◆ **PROBLEM REQUIREMENTS**
Pick out each line in the data below that contains the word "leafy", and copy those lines.

[Boundary annotation data]
★ ★ ★ ★

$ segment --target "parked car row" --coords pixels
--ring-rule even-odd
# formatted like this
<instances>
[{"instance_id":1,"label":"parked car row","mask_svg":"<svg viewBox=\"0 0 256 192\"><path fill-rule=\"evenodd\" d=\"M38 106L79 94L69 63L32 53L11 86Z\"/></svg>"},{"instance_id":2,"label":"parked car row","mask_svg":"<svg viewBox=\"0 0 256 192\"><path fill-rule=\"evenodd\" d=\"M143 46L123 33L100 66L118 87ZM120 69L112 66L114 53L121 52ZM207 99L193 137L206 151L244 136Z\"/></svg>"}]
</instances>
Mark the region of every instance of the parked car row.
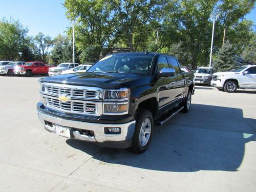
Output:
<instances>
[{"instance_id":1,"label":"parked car row","mask_svg":"<svg viewBox=\"0 0 256 192\"><path fill-rule=\"evenodd\" d=\"M200 67L195 73L195 83L208 84L229 93L238 89L256 89L256 65L241 66L224 72L217 72L212 67Z\"/></svg>"},{"instance_id":2,"label":"parked car row","mask_svg":"<svg viewBox=\"0 0 256 192\"><path fill-rule=\"evenodd\" d=\"M0 61L0 74L9 76L47 74L55 76L73 73L86 72L92 63L79 65L77 63L62 63L56 67L42 61Z\"/></svg>"}]
</instances>

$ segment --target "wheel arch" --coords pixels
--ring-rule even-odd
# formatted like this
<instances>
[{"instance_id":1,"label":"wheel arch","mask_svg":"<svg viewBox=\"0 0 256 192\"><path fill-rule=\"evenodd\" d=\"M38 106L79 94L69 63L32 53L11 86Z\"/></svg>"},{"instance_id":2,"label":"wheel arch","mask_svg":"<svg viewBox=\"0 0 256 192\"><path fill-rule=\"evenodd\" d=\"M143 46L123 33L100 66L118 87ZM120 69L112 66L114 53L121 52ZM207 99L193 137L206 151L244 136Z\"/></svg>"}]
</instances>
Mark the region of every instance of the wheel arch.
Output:
<instances>
[{"instance_id":1,"label":"wheel arch","mask_svg":"<svg viewBox=\"0 0 256 192\"><path fill-rule=\"evenodd\" d=\"M233 79L233 78L228 78L226 79L223 83L223 87L225 86L225 84L227 81L233 81L236 82L237 83L237 84L238 85L238 88L239 88L239 82L237 79Z\"/></svg>"},{"instance_id":2,"label":"wheel arch","mask_svg":"<svg viewBox=\"0 0 256 192\"><path fill-rule=\"evenodd\" d=\"M144 109L150 111L152 114L153 118L155 117L157 112L158 105L157 101L157 98L153 97L141 101L138 105L137 112L138 112L138 111L140 109ZM136 116L137 113L136 113Z\"/></svg>"}]
</instances>

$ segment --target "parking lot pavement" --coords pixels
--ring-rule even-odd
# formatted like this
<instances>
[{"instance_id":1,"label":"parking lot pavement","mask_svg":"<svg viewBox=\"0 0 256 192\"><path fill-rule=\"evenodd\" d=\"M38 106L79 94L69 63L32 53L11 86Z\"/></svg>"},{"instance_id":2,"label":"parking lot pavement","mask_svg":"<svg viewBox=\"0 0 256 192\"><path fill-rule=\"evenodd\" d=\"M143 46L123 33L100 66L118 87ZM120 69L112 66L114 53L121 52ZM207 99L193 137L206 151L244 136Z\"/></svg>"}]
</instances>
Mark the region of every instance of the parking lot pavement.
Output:
<instances>
[{"instance_id":1,"label":"parking lot pavement","mask_svg":"<svg viewBox=\"0 0 256 192\"><path fill-rule=\"evenodd\" d=\"M255 91L197 86L138 155L46 131L38 78L0 76L0 191L255 191Z\"/></svg>"}]
</instances>

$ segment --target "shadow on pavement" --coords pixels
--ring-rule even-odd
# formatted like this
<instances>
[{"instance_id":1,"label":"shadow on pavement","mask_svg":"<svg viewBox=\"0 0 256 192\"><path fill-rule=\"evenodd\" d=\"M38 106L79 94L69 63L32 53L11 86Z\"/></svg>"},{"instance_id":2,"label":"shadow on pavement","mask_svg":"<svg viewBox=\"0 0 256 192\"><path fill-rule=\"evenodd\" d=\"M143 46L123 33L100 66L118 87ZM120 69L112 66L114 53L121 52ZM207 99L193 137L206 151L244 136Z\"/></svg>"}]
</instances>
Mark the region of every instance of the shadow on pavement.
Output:
<instances>
[{"instance_id":1,"label":"shadow on pavement","mask_svg":"<svg viewBox=\"0 0 256 192\"><path fill-rule=\"evenodd\" d=\"M207 90L212 90L213 88L206 87L195 87L195 89L207 89Z\"/></svg>"},{"instance_id":2,"label":"shadow on pavement","mask_svg":"<svg viewBox=\"0 0 256 192\"><path fill-rule=\"evenodd\" d=\"M238 170L245 145L256 141L256 119L239 109L194 104L163 126L155 126L147 151L101 148L93 158L108 163L160 171ZM91 143L69 139L72 147L90 154Z\"/></svg>"}]
</instances>

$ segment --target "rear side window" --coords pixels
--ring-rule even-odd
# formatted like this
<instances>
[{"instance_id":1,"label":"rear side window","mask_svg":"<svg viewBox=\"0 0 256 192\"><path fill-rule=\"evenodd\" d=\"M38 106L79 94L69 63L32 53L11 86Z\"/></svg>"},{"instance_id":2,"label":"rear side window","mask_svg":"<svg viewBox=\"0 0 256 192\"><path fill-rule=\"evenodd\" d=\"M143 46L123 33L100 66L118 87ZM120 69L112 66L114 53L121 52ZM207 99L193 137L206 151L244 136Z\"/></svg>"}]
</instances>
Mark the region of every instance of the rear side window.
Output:
<instances>
[{"instance_id":1,"label":"rear side window","mask_svg":"<svg viewBox=\"0 0 256 192\"><path fill-rule=\"evenodd\" d=\"M163 68L169 68L169 65L168 65L166 57L160 56L158 57L158 60L157 61L157 71L160 72Z\"/></svg>"},{"instance_id":2,"label":"rear side window","mask_svg":"<svg viewBox=\"0 0 256 192\"><path fill-rule=\"evenodd\" d=\"M251 74L256 74L256 67L252 67L248 69L246 71L248 71L248 73Z\"/></svg>"},{"instance_id":3,"label":"rear side window","mask_svg":"<svg viewBox=\"0 0 256 192\"><path fill-rule=\"evenodd\" d=\"M170 65L170 68L175 70L175 74L176 75L179 74L180 73L180 68L179 67L179 64L178 64L176 59L168 57L168 62Z\"/></svg>"}]
</instances>

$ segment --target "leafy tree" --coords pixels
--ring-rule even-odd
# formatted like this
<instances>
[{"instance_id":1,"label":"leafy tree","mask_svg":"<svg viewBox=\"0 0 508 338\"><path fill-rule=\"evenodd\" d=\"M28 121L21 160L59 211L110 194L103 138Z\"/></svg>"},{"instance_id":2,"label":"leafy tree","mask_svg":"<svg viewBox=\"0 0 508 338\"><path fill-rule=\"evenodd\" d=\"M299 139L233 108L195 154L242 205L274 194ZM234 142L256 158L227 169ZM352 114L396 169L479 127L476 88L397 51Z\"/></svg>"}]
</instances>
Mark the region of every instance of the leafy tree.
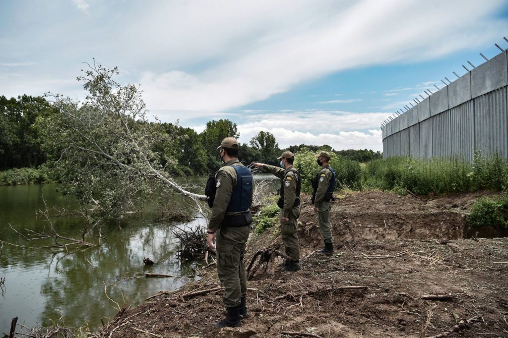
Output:
<instances>
[{"instance_id":1,"label":"leafy tree","mask_svg":"<svg viewBox=\"0 0 508 338\"><path fill-rule=\"evenodd\" d=\"M153 149L174 139L161 124L148 122L139 89L116 82L116 67L94 63L85 74L78 78L88 92L84 101L54 95L58 113L41 120L41 129L46 146L60 152L48 165L64 191L79 199L88 224L121 220L139 211L154 191L205 199L182 189L163 170ZM176 161L167 160L167 166Z\"/></svg>"},{"instance_id":2,"label":"leafy tree","mask_svg":"<svg viewBox=\"0 0 508 338\"><path fill-rule=\"evenodd\" d=\"M250 145L258 150L261 155L260 162L277 164L276 158L280 154L279 145L275 141L275 137L268 131L260 131L250 140Z\"/></svg>"},{"instance_id":3,"label":"leafy tree","mask_svg":"<svg viewBox=\"0 0 508 338\"><path fill-rule=\"evenodd\" d=\"M38 166L46 160L36 119L54 113L44 97L0 96L0 169Z\"/></svg>"},{"instance_id":4,"label":"leafy tree","mask_svg":"<svg viewBox=\"0 0 508 338\"><path fill-rule=\"evenodd\" d=\"M206 152L206 166L210 172L216 171L220 166L217 147L227 137L238 139L238 133L236 123L229 120L214 120L206 123L205 130L200 134L203 147Z\"/></svg>"}]
</instances>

★ ★ ★ ★

◆ **EXPECTED OUTPUT**
$ segment --target "leafy tree" --coords pixels
[{"instance_id":1,"label":"leafy tree","mask_svg":"<svg viewBox=\"0 0 508 338\"><path fill-rule=\"evenodd\" d=\"M28 121L21 160L59 211L110 194L103 138Z\"/></svg>"},{"instance_id":2,"label":"leafy tree","mask_svg":"<svg viewBox=\"0 0 508 338\"><path fill-rule=\"evenodd\" d=\"M299 139L233 108L195 154L242 205L274 194ZM234 142L256 158L227 169ZM352 114L396 169L479 127L476 88L397 51Z\"/></svg>"}]
Mark the region of every instance of the leafy tree.
[{"instance_id":1,"label":"leafy tree","mask_svg":"<svg viewBox=\"0 0 508 338\"><path fill-rule=\"evenodd\" d=\"M153 149L174 139L161 124L148 122L139 89L116 82L116 67L94 63L85 74L78 78L88 92L84 101L54 95L58 113L41 120L41 129L46 146L60 152L48 165L64 191L79 199L88 224L121 220L139 211L154 191L205 199L182 189L163 170ZM176 161L167 160L167 166Z\"/></svg>"},{"instance_id":2,"label":"leafy tree","mask_svg":"<svg viewBox=\"0 0 508 338\"><path fill-rule=\"evenodd\" d=\"M250 145L258 150L261 155L260 162L277 164L276 158L280 154L279 145L275 141L275 137L268 131L260 131L250 140Z\"/></svg>"},{"instance_id":3,"label":"leafy tree","mask_svg":"<svg viewBox=\"0 0 508 338\"><path fill-rule=\"evenodd\" d=\"M38 166L46 160L36 119L54 113L44 97L0 96L0 169Z\"/></svg>"},{"instance_id":4,"label":"leafy tree","mask_svg":"<svg viewBox=\"0 0 508 338\"><path fill-rule=\"evenodd\" d=\"M206 152L206 166L210 172L216 171L220 166L217 147L227 137L238 139L238 133L236 123L229 120L214 120L206 123L205 130L200 134L203 147Z\"/></svg>"}]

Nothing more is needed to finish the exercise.